WRITTEN TASK:
Reproduce the listing below word for word, with every line in its original order.

DATA RECORDS:
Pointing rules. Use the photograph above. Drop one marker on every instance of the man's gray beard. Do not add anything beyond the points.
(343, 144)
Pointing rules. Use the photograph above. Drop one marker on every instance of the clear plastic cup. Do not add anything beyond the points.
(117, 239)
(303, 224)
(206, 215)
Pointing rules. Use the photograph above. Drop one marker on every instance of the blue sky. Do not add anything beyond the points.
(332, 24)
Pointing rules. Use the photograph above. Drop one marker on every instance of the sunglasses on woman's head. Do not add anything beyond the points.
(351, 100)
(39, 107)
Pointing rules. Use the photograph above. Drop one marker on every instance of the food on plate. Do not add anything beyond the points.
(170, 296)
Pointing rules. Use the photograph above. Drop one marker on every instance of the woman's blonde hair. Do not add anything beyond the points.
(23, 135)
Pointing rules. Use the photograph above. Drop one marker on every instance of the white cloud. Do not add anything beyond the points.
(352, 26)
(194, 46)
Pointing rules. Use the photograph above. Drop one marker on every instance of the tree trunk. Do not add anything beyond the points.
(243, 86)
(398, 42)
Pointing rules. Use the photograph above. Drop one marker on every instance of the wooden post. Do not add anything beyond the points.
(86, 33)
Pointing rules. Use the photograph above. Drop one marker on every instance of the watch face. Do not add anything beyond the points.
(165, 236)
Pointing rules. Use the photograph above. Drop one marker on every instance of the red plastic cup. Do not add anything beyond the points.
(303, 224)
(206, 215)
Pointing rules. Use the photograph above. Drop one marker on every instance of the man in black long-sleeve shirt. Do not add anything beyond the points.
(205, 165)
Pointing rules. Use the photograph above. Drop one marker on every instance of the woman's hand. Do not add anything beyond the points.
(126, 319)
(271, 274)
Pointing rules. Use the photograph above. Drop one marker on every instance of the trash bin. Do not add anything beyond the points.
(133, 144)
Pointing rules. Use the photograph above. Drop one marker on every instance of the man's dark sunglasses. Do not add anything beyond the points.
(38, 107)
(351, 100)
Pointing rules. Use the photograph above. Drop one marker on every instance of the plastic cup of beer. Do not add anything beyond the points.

REPLY TO THE TASK:
Pointing rules. Use the photograph above. Drop one marker on every instance of the man's gray beard. Do not add anything beyond the points.
(343, 144)
Pointing rules. Use the photograph above. Drop one marker on every instance of the clear plastic cup. Do not add anything beyond the points.
(117, 239)
(303, 224)
(206, 215)
Pointing rules. Use the photograph above. Drop one marker on every instance of the blue sky. Do not add anything beyond the points.
(332, 24)
Pointing rules. Use the photograph above. Drop one marker on every instance of the sunglasses on woman's head. Do not add anything beyond the points.
(351, 100)
(39, 107)
Pointing rules. Use the photograph above. Drop one marker on every instance of the food on plate. Do not add anything beyond the points.
(170, 296)
Pointing rules. Use the photograph above. Drop one marker on every instance of the woman's blonde hair. Do not add anything beyond the points.
(23, 135)
Pointing rules. Use the photograph above. Drop one marker on every instance of the white cloud. Do not add anything beyond the points.
(352, 26)
(194, 46)
Pointing rules. Use the photograph above. Drop one marker on every instance of the tree trunk. Do not add anything beyond the points.
(243, 86)
(398, 42)
Pointing rules. Use the photograph above. Drop one marker on every instance of the wooden post. Do not add anything beyond the points.
(86, 33)
Pointing rules. Use the photograph above. Drop one marker on every instance of the watch face. Do not add anything beyond the points.
(165, 236)
Pointing rules. Use the photograph above. Drop one marker on every instance of the red plastic cup. Do not add anything beyond the points.
(303, 224)
(206, 215)
Pointing rules. Use the photograph above. Drop one marker on every instance of the man in black long-sleeve shirt. Do not add anything beyond the points.
(205, 165)
Pointing rules. Use the photograph above. Drop one marker on every instance of the woman's hand. Do not add anything beyond the points.
(126, 319)
(271, 274)
Pointing rules. Use the photograph above. Drop one marker on every instance of the trash bin. Do not add anything beyond the points.
(133, 144)
Pointing rules. Use the photograph above. Drop one marker on every instance of the man's dark sunglasses. Do not add anything beyond the points.
(38, 107)
(351, 100)
Pointing rules. Use the photograph above. Drop one marker on every instance of the plastic cup of beer. Do not add anything beyond the points.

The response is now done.